Copy out all lines of the records in which the word "rough" appears.

» **Listed records**
======

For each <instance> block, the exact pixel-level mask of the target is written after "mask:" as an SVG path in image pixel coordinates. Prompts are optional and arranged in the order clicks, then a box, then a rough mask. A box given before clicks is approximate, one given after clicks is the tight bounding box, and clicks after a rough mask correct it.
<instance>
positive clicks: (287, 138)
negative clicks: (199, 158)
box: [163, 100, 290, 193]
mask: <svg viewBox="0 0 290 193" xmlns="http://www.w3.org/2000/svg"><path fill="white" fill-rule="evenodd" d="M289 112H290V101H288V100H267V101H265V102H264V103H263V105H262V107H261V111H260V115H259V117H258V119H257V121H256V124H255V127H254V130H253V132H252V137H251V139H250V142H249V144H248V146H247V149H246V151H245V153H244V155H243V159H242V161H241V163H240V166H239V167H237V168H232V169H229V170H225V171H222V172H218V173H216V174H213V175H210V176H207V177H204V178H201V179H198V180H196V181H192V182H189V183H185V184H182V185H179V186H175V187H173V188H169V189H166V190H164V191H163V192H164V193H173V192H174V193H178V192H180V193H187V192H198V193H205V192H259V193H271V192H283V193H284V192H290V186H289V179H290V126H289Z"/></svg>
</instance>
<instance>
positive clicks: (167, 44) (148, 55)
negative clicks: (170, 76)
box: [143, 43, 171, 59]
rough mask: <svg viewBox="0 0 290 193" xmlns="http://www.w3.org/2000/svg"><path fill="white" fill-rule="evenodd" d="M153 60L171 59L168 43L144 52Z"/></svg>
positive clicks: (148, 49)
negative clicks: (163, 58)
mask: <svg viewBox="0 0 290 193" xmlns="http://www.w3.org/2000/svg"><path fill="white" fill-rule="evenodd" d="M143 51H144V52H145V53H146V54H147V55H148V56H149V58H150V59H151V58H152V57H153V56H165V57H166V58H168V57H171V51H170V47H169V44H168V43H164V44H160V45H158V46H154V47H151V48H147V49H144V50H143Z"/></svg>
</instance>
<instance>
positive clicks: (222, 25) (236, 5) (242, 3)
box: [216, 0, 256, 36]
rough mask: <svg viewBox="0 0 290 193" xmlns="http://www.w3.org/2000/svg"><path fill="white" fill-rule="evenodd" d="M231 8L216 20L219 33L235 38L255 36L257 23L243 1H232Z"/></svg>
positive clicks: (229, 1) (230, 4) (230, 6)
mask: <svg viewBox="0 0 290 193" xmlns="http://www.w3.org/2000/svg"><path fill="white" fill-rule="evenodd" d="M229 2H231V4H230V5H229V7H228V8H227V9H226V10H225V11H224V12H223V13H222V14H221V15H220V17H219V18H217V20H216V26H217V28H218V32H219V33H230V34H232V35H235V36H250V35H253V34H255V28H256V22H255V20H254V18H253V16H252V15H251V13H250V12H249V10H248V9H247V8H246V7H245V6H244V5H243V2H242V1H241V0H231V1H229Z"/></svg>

======

» **Answer section**
For each <instance> block, the exact pixel-level mask of the target is written after "mask:" as an SVG path in image pixel coordinates. Prompts are optional and arranged in the order clicks, then a box, then a rough mask. A box given before clicks is approximate, one given after clicks is the tight bounding box, and clicks after a rough mask correct it.
rough mask: <svg viewBox="0 0 290 193" xmlns="http://www.w3.org/2000/svg"><path fill="white" fill-rule="evenodd" d="M153 60L171 59L168 43L144 52Z"/></svg>
rough mask: <svg viewBox="0 0 290 193" xmlns="http://www.w3.org/2000/svg"><path fill="white" fill-rule="evenodd" d="M231 8L216 20L219 33L235 38L255 36L257 23L243 1H232Z"/></svg>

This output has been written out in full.